= Passage to read =

▬▬▬▬▬▬

Key Concepts and Summary

Multiple Choice

Which of the following is a change in the sequence that leads to formation of a stop codon?

  1. missense mutation
  2. nonsense mutation
  3. silent mutation
  4. deletion mutation

B

The formation of pyrimidine dimers results from which of the following?

  1. spontaneous errors by DNA polymerase
  2. exposure to gamma radiation
  3. exposure to ultraviolet radiation
  4. exposure to intercalating agents

C

Which of the following is an example of a frameshift mutation?

  1. a deletion of a codon
  2. missense mutation
  3. silent mutation
  4. deletion of one nucleotide

D

Which of the following is the type of DNA repair in which thymine dimers are directly broken down by the enzyme photolyase?

  1. direct repair
  2. nucleotide excision repair
  3. mismatch repair
  4. proofreading

A

Which of the following regarding the Ames test is true?

▬▬▬▬▬▬

[Data items]
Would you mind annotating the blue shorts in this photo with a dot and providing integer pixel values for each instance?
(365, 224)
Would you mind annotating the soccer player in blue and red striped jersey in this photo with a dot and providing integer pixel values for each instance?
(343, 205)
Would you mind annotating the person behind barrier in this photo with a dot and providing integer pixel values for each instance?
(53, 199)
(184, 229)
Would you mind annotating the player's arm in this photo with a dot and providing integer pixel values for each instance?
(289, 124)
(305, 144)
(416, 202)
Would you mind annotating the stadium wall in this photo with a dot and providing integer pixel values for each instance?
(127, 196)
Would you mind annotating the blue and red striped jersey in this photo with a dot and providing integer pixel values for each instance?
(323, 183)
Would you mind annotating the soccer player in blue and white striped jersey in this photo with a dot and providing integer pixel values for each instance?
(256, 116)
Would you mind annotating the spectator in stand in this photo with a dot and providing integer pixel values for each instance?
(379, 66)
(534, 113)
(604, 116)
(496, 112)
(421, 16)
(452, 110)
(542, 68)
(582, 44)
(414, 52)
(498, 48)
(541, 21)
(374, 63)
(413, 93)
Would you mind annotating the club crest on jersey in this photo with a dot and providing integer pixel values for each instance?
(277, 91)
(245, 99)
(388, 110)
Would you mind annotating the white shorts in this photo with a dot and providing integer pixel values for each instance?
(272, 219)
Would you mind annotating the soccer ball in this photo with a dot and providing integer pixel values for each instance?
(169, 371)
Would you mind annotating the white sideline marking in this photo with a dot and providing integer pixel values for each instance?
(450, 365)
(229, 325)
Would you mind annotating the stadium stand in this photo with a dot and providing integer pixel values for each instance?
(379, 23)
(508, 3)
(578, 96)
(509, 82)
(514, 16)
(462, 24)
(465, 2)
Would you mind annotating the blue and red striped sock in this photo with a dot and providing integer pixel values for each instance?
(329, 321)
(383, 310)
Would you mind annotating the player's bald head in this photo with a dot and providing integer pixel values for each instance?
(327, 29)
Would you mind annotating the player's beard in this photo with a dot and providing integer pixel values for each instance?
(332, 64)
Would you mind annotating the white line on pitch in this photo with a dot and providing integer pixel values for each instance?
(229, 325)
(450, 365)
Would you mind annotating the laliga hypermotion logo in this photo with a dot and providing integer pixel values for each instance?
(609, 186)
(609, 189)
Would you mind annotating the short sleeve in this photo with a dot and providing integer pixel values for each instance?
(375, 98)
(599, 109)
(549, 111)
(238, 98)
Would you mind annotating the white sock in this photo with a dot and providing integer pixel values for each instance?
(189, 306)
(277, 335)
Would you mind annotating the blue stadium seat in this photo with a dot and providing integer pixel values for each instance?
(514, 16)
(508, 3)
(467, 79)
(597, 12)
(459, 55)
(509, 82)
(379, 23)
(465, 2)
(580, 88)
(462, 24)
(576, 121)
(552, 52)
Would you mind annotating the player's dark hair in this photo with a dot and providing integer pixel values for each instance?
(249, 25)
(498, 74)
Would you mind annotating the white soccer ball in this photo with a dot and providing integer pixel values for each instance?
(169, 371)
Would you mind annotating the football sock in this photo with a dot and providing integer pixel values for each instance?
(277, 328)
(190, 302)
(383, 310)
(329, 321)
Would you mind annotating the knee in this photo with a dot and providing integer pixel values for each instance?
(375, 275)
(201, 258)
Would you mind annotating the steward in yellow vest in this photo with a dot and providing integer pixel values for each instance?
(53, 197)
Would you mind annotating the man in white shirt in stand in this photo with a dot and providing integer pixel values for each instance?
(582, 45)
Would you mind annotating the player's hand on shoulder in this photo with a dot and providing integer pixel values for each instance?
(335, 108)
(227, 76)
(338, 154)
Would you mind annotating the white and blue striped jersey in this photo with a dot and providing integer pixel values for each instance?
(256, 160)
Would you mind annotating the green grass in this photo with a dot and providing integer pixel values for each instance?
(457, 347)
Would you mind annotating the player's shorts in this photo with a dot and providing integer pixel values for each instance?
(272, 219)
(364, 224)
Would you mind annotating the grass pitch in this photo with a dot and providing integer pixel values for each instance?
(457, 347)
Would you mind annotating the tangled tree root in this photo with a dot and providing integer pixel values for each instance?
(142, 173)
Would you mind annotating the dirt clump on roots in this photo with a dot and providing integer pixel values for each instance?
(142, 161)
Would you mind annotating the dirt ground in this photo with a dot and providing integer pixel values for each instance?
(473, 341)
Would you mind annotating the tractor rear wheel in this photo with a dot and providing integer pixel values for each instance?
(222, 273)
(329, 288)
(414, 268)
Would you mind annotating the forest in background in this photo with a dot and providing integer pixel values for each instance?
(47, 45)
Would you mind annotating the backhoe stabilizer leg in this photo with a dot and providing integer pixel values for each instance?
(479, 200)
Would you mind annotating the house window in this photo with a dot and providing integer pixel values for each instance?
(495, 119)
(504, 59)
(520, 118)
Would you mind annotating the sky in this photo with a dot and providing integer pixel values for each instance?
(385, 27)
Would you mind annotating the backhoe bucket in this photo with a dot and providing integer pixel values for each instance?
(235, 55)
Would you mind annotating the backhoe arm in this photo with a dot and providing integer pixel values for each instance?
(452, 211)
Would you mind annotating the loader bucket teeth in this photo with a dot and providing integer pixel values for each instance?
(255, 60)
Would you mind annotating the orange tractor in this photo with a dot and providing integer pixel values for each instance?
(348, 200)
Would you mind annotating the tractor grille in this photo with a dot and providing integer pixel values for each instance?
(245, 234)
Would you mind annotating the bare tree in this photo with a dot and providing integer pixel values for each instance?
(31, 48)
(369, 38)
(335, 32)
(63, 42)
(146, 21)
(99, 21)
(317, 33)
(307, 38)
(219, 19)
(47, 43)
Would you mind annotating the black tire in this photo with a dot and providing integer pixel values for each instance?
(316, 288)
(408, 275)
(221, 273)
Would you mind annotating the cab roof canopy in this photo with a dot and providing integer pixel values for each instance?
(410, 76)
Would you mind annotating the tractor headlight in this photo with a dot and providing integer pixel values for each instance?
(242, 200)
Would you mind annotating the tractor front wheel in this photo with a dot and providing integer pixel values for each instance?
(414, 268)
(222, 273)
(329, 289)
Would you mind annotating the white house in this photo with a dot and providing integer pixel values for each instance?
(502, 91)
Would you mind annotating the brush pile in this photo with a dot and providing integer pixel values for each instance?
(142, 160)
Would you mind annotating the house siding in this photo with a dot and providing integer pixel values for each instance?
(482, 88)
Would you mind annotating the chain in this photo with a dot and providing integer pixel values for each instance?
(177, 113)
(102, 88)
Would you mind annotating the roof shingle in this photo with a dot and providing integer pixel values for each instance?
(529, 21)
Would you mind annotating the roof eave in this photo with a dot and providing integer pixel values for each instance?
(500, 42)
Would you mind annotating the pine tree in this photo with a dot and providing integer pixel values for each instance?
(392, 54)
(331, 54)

▬▬▬▬▬▬

= Directions =
Answer these questions from the mutation quiz above, one per line:
1. What kind of mutation changes the sequence so that a stop codon forms?
2. Exposure to what leads to the formation of pyrimidine dimers?
3. Which enzyme directly breaks down thymine dimers in direct repair?

= Written response =
1. A nonsense mutation
2. Ultraviolet radiation
3. Photolyase